Emiratis sign up to run for half the seats in the 40-member Federal National Council
A few hundred Emiratis have registered to run in a
parliamentary election in the United Arab Emirates, the government said on
Thursday, fewer than expected when it loosened restrictions on running to try
to ease demands for more democracy.
UAE rulers, nervous that protests which swept across the
Arab world earlier this year may spread to their country, have raised the pool
of voters and candidates from less than 1 percent of a population of nearly 1
million to about 20 percent.
The government of the UAE, one of the world's biggest oil
exporters and an ally of the United States, said 477 people had registered so
far to run for half the seats in the 40 member Federal National Council.
The other half of the seats will be chosen by the ruling
dynasties of each of the seven emirates, which came together in 1971 when
colonial power Britain withdrew.
"We hope that everyone supports this step, which is
important in enhancing political participation and empowering the Federal
National Council," Anwar Gargash, minister of state for FNC affairs, said
in a statement.

◇ ◇ ◇ ◇

In the article on the UAE election, copy everything from "The government of" down to "power Britain withdrew.", changing "dynasties" to "families".

(Rows from a dataset)
◇ ◇ ◇ ◇

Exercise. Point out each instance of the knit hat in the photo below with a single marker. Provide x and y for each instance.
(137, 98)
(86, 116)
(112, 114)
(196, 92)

◇ ◇ ◇ ◇

OUTPUT OF THE TASK
The government of the UAE, one of the world's biggest oil
exporters and an ally of the United States, said 477 people had registered so
far to run for half the seats in the 40 member Federal National Council.
The other half of the seats will be chosen by the ruling
families of each of the seven emirates, which came together in 1971 when
colonial power Britain withdrew.